### Instructions for the task
Once the line containing "Exercise. Put one point on each instance of the wooden" is found in the entries below, reproduce it and every line after it, stopping at and including the line containing "Exercise. Put one point on each instance of the ceiling"; reproduce nothing else, and keep each line exact.
***** Provided data *****
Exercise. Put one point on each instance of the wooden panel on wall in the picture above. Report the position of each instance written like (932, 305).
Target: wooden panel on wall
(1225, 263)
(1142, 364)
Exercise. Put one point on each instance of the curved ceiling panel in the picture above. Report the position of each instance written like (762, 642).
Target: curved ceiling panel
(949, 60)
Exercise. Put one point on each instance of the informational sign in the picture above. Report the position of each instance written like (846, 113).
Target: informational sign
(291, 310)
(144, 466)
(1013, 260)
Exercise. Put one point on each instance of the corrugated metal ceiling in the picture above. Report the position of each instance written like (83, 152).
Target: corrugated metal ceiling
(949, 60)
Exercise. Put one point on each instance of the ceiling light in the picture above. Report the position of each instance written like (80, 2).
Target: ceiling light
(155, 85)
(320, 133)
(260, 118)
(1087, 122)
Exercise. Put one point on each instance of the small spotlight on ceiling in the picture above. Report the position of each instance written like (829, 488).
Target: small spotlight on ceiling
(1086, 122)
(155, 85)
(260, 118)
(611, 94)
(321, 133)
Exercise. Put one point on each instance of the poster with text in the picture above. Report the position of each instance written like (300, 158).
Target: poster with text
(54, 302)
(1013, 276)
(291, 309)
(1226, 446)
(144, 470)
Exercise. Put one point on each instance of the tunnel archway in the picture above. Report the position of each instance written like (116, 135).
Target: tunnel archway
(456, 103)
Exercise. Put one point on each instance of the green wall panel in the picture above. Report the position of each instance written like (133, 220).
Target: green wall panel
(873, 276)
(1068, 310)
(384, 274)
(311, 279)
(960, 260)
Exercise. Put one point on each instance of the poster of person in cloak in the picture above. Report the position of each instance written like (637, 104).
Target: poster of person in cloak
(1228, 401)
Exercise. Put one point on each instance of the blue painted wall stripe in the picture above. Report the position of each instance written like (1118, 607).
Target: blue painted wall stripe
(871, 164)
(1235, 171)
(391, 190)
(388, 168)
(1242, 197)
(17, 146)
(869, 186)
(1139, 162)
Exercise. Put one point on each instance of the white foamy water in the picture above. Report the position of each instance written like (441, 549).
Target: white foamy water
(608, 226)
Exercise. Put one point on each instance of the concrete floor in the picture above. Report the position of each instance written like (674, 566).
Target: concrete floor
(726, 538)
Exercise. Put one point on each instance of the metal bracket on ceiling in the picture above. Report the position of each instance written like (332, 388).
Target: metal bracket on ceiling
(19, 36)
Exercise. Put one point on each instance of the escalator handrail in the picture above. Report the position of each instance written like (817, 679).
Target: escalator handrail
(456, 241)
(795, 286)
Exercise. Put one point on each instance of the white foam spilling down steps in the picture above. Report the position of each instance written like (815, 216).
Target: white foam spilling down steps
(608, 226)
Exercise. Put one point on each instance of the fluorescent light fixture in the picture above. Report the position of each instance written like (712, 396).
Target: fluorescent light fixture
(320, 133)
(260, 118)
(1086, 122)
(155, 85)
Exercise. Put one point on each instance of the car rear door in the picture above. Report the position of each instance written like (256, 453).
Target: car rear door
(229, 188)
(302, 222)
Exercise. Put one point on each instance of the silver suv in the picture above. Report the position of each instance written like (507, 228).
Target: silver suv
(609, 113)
*****
***** Provided data *****
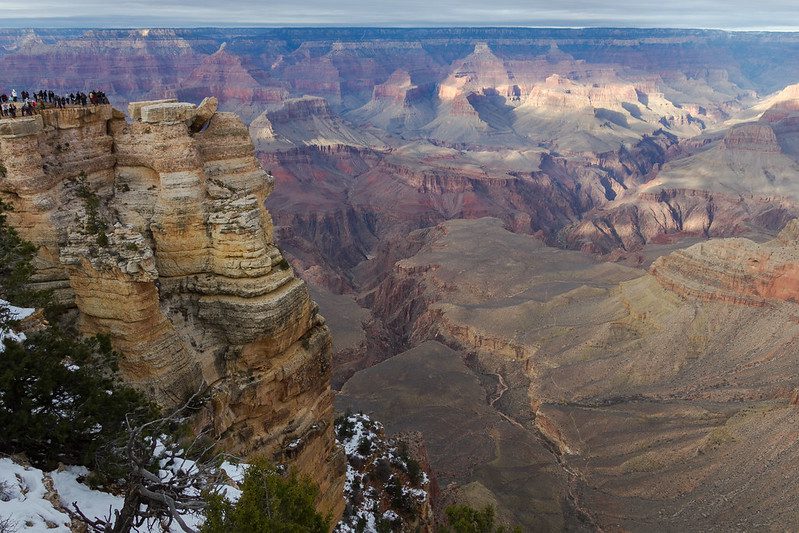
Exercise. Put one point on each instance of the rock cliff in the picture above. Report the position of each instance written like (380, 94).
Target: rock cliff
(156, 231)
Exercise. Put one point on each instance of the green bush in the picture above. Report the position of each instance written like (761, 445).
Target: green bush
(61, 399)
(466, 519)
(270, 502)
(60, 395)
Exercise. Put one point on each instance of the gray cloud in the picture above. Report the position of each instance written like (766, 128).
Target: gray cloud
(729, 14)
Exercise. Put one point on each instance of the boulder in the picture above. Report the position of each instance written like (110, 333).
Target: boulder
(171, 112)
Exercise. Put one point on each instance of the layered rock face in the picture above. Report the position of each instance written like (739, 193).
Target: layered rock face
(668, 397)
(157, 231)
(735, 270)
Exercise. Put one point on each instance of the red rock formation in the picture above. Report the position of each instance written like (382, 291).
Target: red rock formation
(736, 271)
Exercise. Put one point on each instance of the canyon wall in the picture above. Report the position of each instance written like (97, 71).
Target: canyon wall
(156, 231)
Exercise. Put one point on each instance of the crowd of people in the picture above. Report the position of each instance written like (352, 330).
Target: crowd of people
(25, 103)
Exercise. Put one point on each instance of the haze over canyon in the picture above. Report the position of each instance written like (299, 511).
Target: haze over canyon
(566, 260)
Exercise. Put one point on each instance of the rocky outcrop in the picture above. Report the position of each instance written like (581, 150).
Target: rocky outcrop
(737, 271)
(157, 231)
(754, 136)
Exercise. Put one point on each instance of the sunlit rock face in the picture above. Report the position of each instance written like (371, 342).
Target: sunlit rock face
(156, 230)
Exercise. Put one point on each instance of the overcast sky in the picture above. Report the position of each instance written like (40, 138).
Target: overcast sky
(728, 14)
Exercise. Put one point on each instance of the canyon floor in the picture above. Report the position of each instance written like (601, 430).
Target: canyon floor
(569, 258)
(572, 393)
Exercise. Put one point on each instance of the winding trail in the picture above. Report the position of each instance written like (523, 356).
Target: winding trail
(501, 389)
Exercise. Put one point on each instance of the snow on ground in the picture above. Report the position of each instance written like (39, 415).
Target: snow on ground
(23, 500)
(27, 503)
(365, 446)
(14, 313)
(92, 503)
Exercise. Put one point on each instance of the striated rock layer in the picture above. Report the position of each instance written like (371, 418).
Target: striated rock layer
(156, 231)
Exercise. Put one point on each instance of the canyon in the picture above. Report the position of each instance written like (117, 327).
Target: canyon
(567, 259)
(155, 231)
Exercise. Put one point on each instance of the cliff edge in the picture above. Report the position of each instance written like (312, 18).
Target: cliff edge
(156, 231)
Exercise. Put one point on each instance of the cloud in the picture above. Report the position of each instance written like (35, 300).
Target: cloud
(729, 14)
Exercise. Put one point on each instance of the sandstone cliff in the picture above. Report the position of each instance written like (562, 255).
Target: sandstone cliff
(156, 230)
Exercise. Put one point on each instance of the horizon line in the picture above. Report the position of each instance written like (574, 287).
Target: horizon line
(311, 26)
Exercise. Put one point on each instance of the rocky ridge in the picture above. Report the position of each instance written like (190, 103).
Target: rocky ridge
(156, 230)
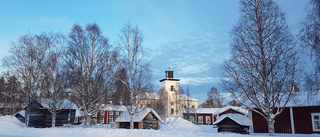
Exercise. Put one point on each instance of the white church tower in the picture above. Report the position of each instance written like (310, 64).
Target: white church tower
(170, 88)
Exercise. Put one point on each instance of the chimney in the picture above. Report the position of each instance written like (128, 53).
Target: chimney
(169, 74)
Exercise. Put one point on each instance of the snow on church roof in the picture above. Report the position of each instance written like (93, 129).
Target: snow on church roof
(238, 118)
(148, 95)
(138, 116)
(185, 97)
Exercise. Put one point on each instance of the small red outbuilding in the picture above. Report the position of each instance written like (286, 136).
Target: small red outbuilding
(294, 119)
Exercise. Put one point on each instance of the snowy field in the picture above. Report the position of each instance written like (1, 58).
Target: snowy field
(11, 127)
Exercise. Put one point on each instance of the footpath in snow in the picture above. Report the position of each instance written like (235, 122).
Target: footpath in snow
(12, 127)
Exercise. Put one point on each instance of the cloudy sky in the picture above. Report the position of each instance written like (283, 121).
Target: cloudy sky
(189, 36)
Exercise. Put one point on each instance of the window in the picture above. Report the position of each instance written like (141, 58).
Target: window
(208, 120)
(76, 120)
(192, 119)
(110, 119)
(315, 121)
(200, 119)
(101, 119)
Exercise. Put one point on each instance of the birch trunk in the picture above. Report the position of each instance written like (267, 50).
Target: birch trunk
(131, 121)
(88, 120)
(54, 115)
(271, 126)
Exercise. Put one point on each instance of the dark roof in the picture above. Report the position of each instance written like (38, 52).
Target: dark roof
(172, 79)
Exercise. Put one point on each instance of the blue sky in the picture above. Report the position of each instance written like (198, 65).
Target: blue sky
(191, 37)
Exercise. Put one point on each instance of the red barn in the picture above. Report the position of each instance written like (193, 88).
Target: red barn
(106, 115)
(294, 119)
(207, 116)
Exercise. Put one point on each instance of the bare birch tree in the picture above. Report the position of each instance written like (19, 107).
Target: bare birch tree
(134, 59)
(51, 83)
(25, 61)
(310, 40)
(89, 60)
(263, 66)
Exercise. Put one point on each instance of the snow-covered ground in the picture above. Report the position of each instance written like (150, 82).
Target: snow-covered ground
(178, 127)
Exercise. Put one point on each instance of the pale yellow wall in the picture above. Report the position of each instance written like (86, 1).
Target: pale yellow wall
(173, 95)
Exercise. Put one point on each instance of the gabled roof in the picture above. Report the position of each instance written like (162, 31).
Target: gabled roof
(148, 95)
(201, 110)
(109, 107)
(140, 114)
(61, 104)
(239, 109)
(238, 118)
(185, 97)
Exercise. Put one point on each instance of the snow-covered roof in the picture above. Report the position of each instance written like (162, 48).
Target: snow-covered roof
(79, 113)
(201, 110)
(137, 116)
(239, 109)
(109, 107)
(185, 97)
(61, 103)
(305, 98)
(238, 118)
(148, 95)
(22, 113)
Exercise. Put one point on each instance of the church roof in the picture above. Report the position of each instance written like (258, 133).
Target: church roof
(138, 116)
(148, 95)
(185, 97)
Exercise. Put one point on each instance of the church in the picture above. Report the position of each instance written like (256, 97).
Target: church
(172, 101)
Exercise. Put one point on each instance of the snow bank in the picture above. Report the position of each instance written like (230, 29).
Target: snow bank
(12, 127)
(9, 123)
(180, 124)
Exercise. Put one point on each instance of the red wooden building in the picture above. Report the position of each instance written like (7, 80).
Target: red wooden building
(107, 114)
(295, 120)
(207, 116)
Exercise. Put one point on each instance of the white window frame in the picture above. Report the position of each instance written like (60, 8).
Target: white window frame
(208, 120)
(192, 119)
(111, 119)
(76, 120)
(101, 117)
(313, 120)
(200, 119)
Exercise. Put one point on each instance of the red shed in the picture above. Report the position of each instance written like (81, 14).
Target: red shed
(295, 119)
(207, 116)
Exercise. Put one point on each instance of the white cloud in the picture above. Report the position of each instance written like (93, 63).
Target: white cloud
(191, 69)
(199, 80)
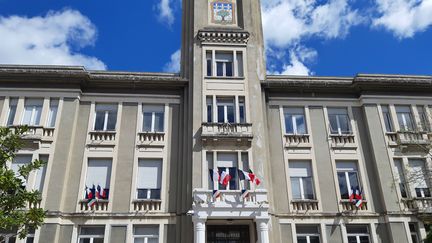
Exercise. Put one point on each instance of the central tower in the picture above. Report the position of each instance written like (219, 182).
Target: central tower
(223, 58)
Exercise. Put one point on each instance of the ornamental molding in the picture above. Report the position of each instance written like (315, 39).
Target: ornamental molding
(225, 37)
*****
### Solution
Exercise. Put one point on each instance of the wooden panel on wall in the picture above. Report the position of each instance written like (932, 305).
Target: wooden panel on wall
(1225, 263)
(1142, 364)
Exercise. Put one point on each instance of the curved ceiling panel in the picture above. Report the position of each instance written like (762, 642).
Target: curved ceiling panel
(949, 60)
Exercise. Put one point on each instance of the informational sign in the picture above. Report the position of each instance written like (846, 113).
Target: informational sign
(291, 310)
(144, 466)
(1013, 260)
Exercise. Put one point on each instance of the corrugated metal ceiling in the picture above. Report the position of each instance written like (83, 152).
Target: corrugated metal ceiling
(949, 60)
Exercise. Put one point on each instance of the ceiling light in the picture above. Report the position of each instance written like (80, 2).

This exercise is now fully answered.